■ SOURCE MATERIAL:

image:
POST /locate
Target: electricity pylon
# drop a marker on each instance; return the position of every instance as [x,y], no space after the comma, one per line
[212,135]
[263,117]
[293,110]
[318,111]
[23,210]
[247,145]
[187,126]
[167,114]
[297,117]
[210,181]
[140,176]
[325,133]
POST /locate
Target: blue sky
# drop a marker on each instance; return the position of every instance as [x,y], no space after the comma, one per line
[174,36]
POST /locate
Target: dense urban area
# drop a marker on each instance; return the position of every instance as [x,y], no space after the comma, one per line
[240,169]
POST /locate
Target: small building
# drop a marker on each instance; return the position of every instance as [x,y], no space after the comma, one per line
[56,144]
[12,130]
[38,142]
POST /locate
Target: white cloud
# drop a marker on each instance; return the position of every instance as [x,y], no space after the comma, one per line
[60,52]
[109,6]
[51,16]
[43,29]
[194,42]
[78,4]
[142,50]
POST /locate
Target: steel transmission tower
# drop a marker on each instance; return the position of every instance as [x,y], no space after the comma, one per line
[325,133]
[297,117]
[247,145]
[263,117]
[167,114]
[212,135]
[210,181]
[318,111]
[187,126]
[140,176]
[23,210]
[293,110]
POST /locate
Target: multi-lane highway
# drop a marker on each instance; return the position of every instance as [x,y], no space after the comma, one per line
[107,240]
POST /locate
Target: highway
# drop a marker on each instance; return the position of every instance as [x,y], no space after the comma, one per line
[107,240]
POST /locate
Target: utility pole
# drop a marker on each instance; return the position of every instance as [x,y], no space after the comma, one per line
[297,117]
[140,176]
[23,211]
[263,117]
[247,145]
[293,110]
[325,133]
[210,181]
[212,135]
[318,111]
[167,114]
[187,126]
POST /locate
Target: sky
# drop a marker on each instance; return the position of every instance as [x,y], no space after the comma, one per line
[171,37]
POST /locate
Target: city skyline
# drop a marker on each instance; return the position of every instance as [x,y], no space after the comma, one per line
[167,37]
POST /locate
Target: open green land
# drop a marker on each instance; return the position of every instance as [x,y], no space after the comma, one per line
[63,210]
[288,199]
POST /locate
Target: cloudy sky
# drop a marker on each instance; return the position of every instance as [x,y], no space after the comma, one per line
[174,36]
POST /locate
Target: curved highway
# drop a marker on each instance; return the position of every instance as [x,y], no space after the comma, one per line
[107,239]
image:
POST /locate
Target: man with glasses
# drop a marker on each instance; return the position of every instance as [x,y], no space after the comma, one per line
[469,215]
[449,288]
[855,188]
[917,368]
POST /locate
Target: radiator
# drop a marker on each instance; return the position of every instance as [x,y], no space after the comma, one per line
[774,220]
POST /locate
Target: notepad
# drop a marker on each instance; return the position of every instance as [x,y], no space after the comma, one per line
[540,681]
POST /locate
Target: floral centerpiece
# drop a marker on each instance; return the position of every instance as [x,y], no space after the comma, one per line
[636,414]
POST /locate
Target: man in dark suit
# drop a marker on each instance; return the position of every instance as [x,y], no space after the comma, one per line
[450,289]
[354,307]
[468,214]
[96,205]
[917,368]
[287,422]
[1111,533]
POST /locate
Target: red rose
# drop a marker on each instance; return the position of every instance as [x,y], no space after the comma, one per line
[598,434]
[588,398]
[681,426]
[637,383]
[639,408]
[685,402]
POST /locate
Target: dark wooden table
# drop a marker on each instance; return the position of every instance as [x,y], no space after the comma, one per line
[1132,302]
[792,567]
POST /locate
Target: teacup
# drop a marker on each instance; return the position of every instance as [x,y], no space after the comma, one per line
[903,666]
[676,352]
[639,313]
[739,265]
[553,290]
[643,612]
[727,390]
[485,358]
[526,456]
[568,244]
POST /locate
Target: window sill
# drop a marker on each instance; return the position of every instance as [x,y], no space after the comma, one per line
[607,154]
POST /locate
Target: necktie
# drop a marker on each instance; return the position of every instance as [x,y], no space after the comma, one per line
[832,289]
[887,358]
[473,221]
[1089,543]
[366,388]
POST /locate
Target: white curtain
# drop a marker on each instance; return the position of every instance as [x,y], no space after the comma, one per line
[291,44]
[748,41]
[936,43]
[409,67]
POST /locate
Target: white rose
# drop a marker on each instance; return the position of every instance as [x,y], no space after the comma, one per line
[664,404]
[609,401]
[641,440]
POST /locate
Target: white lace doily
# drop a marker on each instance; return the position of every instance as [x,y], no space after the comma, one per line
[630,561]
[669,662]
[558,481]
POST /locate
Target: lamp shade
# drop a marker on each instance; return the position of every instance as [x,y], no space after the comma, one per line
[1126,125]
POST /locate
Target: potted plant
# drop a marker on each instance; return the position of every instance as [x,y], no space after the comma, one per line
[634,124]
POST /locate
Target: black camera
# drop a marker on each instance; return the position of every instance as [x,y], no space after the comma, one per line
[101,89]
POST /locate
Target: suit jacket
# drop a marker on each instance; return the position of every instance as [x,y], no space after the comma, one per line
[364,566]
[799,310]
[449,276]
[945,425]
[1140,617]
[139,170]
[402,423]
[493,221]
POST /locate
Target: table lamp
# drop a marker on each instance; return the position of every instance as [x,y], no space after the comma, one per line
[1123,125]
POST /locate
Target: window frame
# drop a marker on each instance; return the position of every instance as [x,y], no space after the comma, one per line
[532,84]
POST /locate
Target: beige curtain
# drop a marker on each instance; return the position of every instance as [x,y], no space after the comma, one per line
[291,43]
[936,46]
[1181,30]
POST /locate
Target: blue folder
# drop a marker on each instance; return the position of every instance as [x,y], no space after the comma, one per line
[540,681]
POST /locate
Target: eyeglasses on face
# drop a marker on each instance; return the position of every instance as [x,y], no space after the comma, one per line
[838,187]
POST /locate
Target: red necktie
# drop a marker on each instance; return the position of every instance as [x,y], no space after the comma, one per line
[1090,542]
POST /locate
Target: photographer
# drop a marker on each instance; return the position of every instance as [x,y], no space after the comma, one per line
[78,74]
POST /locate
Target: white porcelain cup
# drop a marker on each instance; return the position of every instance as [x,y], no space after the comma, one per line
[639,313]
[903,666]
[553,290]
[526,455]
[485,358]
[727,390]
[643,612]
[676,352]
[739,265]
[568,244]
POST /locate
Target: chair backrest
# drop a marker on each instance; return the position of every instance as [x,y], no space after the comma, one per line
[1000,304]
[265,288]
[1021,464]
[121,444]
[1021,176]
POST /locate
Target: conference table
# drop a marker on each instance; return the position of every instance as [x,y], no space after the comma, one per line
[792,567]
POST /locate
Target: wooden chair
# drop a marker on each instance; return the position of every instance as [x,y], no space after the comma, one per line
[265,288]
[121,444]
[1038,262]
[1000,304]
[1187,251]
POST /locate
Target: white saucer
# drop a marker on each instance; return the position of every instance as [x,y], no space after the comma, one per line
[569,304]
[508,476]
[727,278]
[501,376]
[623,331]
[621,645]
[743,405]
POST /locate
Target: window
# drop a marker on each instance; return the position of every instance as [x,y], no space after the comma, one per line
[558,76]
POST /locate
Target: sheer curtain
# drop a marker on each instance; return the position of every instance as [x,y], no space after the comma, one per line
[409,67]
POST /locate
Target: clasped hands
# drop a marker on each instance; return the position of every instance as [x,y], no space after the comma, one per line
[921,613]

==

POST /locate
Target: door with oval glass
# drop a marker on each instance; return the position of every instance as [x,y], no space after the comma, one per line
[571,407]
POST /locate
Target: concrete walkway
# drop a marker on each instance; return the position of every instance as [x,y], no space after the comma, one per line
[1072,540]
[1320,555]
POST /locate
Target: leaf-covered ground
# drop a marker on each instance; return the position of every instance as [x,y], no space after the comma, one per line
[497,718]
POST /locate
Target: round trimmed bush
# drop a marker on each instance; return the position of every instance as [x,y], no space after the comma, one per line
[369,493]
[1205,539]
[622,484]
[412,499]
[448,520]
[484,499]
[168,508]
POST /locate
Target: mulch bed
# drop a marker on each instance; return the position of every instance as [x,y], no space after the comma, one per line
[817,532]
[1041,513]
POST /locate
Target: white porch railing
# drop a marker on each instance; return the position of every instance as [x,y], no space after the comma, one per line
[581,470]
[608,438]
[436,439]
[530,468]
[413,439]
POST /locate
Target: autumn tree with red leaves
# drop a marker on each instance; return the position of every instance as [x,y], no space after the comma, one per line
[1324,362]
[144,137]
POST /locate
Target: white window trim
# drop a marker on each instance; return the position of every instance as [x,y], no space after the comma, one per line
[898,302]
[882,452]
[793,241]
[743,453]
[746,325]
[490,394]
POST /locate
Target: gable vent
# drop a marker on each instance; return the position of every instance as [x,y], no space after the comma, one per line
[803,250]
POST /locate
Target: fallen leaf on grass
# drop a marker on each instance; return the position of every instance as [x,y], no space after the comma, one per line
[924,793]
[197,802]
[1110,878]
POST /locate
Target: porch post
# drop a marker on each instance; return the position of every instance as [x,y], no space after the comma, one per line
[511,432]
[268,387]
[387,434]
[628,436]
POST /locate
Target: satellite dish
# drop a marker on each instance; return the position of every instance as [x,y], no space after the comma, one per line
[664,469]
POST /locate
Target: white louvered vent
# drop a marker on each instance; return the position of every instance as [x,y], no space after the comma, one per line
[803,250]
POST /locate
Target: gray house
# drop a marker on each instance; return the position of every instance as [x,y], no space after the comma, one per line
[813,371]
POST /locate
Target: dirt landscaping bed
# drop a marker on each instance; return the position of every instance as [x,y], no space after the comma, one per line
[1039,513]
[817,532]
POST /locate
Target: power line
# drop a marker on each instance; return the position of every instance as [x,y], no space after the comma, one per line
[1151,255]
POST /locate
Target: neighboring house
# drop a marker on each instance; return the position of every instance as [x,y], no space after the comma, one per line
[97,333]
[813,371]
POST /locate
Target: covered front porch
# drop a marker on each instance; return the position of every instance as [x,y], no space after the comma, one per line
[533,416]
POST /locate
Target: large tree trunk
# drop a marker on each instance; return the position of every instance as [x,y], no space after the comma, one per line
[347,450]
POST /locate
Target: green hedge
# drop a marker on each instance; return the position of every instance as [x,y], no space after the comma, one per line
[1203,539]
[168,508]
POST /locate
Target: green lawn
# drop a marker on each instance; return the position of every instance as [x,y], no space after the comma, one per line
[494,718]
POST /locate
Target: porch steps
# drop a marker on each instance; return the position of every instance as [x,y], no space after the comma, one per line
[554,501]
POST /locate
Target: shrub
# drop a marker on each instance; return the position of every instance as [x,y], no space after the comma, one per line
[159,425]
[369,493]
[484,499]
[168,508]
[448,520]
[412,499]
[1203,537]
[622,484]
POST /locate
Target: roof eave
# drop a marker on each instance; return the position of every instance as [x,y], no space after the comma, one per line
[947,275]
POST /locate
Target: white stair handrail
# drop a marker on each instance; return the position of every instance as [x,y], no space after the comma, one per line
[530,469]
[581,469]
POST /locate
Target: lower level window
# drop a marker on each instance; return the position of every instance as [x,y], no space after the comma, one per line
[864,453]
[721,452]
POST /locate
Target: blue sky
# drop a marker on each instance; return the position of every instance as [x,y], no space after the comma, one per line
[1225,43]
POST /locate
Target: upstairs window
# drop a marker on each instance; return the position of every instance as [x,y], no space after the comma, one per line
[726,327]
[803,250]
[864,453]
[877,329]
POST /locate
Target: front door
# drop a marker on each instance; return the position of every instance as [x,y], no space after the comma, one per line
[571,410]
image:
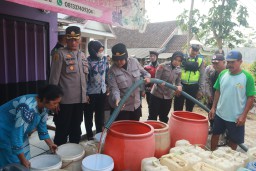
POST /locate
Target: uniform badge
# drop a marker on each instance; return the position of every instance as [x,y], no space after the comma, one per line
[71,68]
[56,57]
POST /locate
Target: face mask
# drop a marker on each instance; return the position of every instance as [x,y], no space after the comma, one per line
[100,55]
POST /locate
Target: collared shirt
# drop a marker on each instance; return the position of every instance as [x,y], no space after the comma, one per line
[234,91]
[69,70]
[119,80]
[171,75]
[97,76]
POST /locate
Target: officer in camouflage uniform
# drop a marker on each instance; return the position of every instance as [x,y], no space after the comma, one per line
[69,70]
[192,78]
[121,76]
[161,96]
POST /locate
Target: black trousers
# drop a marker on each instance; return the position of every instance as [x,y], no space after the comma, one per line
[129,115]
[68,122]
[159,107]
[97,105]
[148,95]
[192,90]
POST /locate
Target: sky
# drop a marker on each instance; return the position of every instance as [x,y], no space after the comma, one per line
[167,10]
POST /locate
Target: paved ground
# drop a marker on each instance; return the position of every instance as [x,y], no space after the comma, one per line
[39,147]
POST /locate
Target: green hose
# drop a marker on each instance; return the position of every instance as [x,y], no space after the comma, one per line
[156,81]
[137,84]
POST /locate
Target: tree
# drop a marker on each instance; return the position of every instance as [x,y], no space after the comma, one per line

■ TASK REQUIREMENTS: Only lines with the word "curtain" should be collected from the material.

■ SOLVED PROBLEM:
Target: white curtain
Target: beige curtain
Target: sheer curtain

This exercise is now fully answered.